## AIM OF THE EXERCISE
Copy out all of the data below with no alterations.

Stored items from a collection
----
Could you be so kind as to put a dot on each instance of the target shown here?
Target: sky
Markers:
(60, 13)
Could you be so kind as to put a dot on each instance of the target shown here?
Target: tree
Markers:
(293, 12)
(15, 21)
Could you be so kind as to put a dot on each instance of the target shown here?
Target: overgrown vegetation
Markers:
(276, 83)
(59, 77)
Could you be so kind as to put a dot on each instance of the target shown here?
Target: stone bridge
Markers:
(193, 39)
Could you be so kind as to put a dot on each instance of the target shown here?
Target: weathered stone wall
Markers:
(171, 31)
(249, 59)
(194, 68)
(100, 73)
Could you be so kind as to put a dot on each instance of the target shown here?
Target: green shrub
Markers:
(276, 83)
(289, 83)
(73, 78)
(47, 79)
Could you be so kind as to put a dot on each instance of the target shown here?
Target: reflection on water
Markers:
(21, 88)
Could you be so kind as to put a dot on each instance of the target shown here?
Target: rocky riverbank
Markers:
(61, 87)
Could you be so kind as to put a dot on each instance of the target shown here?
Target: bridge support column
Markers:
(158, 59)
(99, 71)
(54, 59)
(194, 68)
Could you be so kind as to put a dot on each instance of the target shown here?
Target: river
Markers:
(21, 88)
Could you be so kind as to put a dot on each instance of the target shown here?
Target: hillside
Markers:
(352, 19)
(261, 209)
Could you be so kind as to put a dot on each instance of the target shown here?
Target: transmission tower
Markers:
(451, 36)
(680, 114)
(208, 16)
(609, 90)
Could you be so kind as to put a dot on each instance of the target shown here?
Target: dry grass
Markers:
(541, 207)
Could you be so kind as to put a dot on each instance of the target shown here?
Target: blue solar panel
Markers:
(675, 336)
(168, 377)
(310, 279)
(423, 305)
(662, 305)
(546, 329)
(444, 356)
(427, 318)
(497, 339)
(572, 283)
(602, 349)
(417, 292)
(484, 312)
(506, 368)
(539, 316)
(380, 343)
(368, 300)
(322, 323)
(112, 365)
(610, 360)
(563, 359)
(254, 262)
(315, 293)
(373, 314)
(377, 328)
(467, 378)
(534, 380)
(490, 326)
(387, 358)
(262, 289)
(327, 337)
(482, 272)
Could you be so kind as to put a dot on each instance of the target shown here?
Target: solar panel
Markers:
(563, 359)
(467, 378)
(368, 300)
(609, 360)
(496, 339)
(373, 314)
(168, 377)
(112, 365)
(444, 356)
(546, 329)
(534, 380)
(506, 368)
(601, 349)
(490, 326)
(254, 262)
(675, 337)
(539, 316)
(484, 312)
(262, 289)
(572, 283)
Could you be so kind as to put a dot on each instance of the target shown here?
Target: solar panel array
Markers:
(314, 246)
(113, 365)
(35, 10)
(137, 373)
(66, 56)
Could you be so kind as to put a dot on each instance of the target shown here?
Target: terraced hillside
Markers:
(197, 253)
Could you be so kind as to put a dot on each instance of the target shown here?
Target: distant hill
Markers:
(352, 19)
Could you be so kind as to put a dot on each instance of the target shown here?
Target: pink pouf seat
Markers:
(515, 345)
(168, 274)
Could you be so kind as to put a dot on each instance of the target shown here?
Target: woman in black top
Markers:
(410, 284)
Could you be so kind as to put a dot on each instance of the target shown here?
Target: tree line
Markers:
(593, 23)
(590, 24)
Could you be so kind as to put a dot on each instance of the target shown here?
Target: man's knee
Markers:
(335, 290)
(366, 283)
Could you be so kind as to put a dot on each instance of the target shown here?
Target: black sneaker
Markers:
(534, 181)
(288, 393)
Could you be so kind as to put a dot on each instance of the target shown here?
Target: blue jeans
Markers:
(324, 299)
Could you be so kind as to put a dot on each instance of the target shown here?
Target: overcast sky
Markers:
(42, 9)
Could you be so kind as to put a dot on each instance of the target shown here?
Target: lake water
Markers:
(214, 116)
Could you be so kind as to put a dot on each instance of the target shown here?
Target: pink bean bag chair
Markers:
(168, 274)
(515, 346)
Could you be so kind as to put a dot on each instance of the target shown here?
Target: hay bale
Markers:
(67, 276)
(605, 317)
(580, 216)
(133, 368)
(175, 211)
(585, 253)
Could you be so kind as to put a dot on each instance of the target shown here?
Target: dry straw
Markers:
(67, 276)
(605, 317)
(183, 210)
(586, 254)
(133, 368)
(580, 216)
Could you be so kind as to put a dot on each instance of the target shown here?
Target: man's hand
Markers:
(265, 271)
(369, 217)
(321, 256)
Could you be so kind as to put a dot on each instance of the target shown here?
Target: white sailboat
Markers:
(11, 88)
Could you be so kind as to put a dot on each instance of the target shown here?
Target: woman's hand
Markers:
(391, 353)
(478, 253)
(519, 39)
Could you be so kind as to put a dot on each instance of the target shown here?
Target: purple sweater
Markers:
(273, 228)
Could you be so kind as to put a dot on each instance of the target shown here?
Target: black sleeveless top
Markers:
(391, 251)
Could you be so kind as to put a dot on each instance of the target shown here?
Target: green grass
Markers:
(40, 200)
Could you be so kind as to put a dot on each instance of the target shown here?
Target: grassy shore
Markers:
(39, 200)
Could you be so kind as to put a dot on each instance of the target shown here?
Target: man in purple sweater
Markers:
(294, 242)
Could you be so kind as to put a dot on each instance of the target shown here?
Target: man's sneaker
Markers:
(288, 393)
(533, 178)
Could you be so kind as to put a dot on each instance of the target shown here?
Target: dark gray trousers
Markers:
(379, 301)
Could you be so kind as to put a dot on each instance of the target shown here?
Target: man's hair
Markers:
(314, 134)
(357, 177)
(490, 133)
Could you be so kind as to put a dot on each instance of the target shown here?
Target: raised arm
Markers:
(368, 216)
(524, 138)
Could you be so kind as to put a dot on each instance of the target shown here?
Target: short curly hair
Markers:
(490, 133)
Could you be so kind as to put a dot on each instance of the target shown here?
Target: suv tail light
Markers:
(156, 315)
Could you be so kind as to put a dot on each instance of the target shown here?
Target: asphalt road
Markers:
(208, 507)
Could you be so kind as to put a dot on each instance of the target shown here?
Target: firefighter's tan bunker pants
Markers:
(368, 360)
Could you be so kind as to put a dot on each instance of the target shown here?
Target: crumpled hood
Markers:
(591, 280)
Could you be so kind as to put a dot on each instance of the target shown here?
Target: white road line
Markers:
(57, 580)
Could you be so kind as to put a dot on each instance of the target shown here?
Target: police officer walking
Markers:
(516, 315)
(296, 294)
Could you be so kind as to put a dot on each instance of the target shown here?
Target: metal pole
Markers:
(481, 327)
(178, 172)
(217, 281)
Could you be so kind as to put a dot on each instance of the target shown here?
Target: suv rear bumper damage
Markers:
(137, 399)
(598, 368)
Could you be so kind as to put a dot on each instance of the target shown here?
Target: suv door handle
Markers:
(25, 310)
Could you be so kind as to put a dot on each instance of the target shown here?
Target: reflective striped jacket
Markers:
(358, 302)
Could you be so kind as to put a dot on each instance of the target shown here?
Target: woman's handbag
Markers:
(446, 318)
----
## RESULT FOR THIS EXERCISE
Could you be so kind as to put a dot on each instance of the target shown here?
Target: sky
Markers:
(60, 13)
Could you be so kind as to put a dot on each instance of the target shown here?
Target: tree
Markers:
(293, 12)
(15, 21)
Could you be so kind as to put a dot on each instance of the target shown here?
Target: overgrown vegetation
Markers:
(276, 83)
(59, 77)
Could you be so kind as to put a dot on each instance of the target shown here?
Target: stone bridge
Markers:
(193, 39)
Could you be so kind as to put a dot on each instance of the target shown here?
Target: weathered stone wall
Markers:
(171, 31)
(249, 59)
(194, 68)
(100, 73)
Could you be so kind as to put a dot on each instance of the target shown here?
Target: green shrub
Markers:
(276, 83)
(289, 83)
(73, 78)
(47, 79)
Could you be so kind as to put a dot on each instance of the target shown here?
Target: reflection on water
Markers:
(21, 88)
Could you be so kind as to put a dot on each instance of the target shown here?
Target: rocky riverbank
Markers:
(61, 87)
Could you be so kind as to put a dot on each instance of the target shown here?
Target: bridge support column
Markers:
(158, 59)
(99, 71)
(54, 59)
(194, 68)
Could you be so kind as to put a dot on each instance of the target shown here?
Target: river
Markers:
(21, 88)
Could you be so kind as to put a dot on each instance of the target shown here?
Target: hillside
Markers:
(352, 19)
(261, 209)
Could you be so kind as to put a dot on each instance of the target shown here?
Target: transmission tower
Markers:
(451, 36)
(680, 114)
(208, 16)
(609, 90)
Could you be so kind as to put a dot on each instance of the target shown here?
Target: dry grass
Markers:
(541, 207)
Could you be so kind as to put a dot on each instance of the target shown here?
Target: blue solar panel
Markers:
(675, 336)
(168, 377)
(310, 279)
(423, 305)
(662, 305)
(546, 329)
(444, 356)
(427, 318)
(497, 339)
(572, 283)
(602, 349)
(417, 292)
(484, 312)
(506, 368)
(539, 316)
(380, 343)
(368, 300)
(322, 323)
(112, 365)
(610, 360)
(563, 359)
(254, 262)
(315, 293)
(373, 314)
(377, 328)
(467, 378)
(534, 380)
(490, 326)
(387, 358)
(262, 289)
(327, 337)
(482, 272)
Could you be so kind as to put a dot on each instance of the target shown here?
Target: solar panel
Markers:
(563, 359)
(467, 378)
(368, 300)
(609, 360)
(496, 339)
(373, 314)
(168, 377)
(112, 365)
(444, 356)
(546, 329)
(534, 380)
(506, 368)
(601, 349)
(490, 326)
(254, 262)
(675, 337)
(539, 316)
(484, 312)
(262, 289)
(572, 283)
Could you be so kind as to put a dot on each instance of the target shown here?
Target: solar panel array
Markers:
(314, 246)
(113, 365)
(35, 10)
(137, 373)
(66, 56)
Could you be so kind as to put a dot on each instance of the target shown here?
Target: terraced hillside
Markers:
(197, 253)
Could you be so kind as to put a dot on each instance of the target shown here?
Target: distant hill
Markers:
(352, 19)
Could you be so kind as to put a dot on each instance of the target shown here?
Target: pink pouf seat
Markers:
(515, 345)
(168, 274)
Could you be so kind as to put a dot on each instance of the target shown here?
Target: woman in black top
Markers:
(410, 284)
Could you be so kind as to put a dot on each instance of the target shown here?
Target: tree line
Markers:
(593, 23)
(590, 24)
Could you be so kind as to put a dot on each instance of the target shown here?
Target: man's knee
Markers:
(335, 290)
(366, 283)
Could you be so kind as to put a dot on each instance of the target shown here?
Target: black sneaker
Markers:
(534, 181)
(288, 393)
Could you be so kind as to put a dot on each instance of the target shown here?
Target: blue jeans
Markers:
(324, 299)
Could you be so kind as to put a dot on each instance of the target shown here?
Target: overcast sky
Markers:
(42, 9)
Could you be so kind as to put a dot on each instance of the target shown here?
Target: lake water
Markers:
(214, 116)
Could you be so kind as to put a dot on each instance of the target shown here?
Target: pink bean bag chair
Markers:
(168, 274)
(515, 346)
Could you be so kind as to put a dot on each instance of the target shown here?
Target: hay bale
Markers:
(67, 276)
(605, 317)
(580, 216)
(133, 368)
(175, 211)
(585, 253)
Could you be so kind as to put a dot on each instance of the target shown here?
Target: dry straw
Markers:
(67, 276)
(605, 317)
(183, 210)
(586, 254)
(133, 368)
(580, 216)
Could you be so kind as to put a dot on each instance of the target shown here?
Target: man's hand
Markers:
(265, 271)
(369, 217)
(321, 256)
Could you be so kind as to put a dot on each instance of the target shown here?
Target: white sailboat
Markers:
(11, 88)
Could you be so kind as to put a dot on each instance of the target shown here?
Target: woman's hand
Markers:
(391, 353)
(478, 253)
(519, 39)
Could you be so kind as to put a dot on each instance of the target shown here?
Target: purple sweater
Markers:
(273, 228)
Could you be so kind as to put a dot on each instance of the target shown here?
Target: black sleeveless top
Markers:
(391, 251)
Could you be so kind as to put a dot on each instance of the target shown here?
Target: green grass
Markers:
(40, 200)
Could you be so kind as to put a dot on each instance of the target shown here?
Target: grassy shore
Markers:
(39, 200)
Could you be so kind as to put a dot on each instance of the target shown here?
Target: man in purple sweater
Markers:
(294, 242)
Could you be so kind as to put a dot on each instance of the target shown here?
Target: man's sneaker
Markers:
(288, 393)
(533, 178)
Could you be so kind as to put a dot on each instance of the target shown here?
Target: dark gray trousers
Markers:
(379, 301)
Could you be so kind as to put a dot on each instance of the target shown here?
Target: man's hair
Markers:
(314, 134)
(357, 177)
(490, 133)
Could you be so kind as to put a dot on each instance of the target shown here?
Target: raised arm
Markers:
(368, 216)
(524, 138)
Could you be so kind as to put a dot on each instance of the target shown here?
Target: short curly hair
Markers:
(490, 133)
Could you be so kind as to put a dot on each instance of the target shown here?
Target: suv tail light
Markers:
(156, 315)
Could you be so kind as to put a dot on each instance of the target shown here?
Target: asphalt road
Markers:
(208, 507)
Could you be so kind as to put a dot on each instance of the target shown here?
Target: firefighter's tan bunker pants
Markers:
(368, 360)
Could you be so kind as to put a dot on each instance of the target shown here?
Target: crumpled hood
Markers:
(591, 280)
Could you be so kind as to put a dot on each instance of the target shown here?
Target: white road line
Markers:
(57, 580)
Could you be so kind as to put a dot on each instance of the target shown here?
Target: police officer walking
Markers:
(516, 315)
(296, 294)
Could you be so kind as to put a dot on each instance of the target shown here?
Target: metal pole
Markers:
(481, 327)
(178, 172)
(217, 281)
Could you be so kind as to put a dot on each instance of the target shown here?
Target: suv rear bumper damage
Markers:
(137, 399)
(598, 368)
Could you be so kind as to put a dot on each instance of the target shown here?
Target: suv door handle
Markers:
(25, 310)
Could you be so kind as to put a dot on each instance of the target shown here?
Target: reflective striped jacket
Markers:
(358, 302)
Could you be so kind as to put a dot on each instance of the target shown here?
Target: woman's handbag
Markers:
(446, 318)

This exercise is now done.